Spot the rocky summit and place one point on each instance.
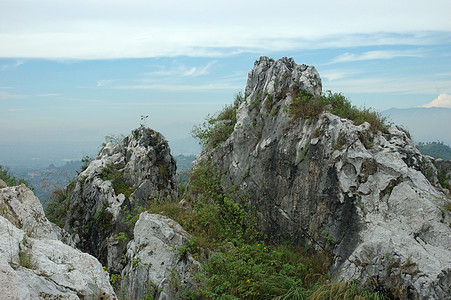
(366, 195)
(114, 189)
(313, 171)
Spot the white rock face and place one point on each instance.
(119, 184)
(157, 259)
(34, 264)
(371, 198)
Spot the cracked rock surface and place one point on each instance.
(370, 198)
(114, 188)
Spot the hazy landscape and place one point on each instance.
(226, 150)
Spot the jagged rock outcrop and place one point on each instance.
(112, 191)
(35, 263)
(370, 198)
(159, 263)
· · ·
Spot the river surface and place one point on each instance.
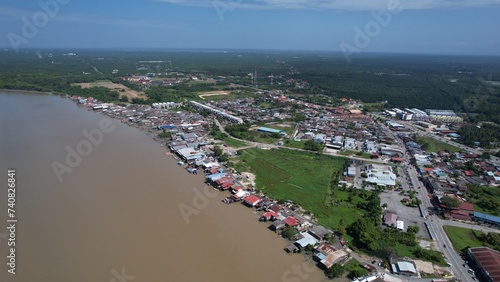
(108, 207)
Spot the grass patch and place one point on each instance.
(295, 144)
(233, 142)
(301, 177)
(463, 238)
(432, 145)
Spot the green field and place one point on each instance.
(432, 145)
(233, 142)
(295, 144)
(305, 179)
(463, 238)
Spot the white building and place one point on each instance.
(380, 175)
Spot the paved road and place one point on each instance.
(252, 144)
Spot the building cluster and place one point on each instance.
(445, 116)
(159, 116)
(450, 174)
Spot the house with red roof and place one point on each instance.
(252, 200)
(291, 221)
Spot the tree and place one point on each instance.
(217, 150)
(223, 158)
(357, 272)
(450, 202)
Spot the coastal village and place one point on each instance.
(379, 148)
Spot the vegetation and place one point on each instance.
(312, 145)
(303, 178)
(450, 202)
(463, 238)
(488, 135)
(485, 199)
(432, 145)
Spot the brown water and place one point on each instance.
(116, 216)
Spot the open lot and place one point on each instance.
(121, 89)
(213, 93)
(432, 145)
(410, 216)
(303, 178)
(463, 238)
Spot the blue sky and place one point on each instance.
· · ·
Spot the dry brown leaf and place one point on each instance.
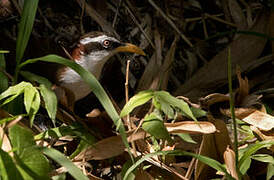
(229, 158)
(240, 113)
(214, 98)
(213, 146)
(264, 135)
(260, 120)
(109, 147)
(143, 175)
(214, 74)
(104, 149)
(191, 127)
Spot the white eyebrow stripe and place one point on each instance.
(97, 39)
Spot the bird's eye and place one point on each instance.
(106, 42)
· · ·
## EXERCISE OBJECTIVE
Repeat exactly the lines above from the one with "Spot the tree" up to and including the one with "Spot the blue". No other line belongs in the reply.

## SOLUTION FOR THIS EXERCISE
Spot the tree and place one point on each instance.
(217, 150)
(223, 158)
(357, 272)
(450, 202)
Spot the coastal village and place one point on each instance.
(379, 148)
Spot the vegetation and place one point on each instance.
(312, 145)
(303, 178)
(450, 202)
(463, 238)
(488, 135)
(485, 199)
(432, 145)
Spot the brown water and place one point on each instance.
(116, 216)
Spot the open lot and place one point on each instance.
(121, 89)
(213, 93)
(432, 145)
(410, 216)
(303, 178)
(463, 238)
Spot the blue sky and place one point on each instance.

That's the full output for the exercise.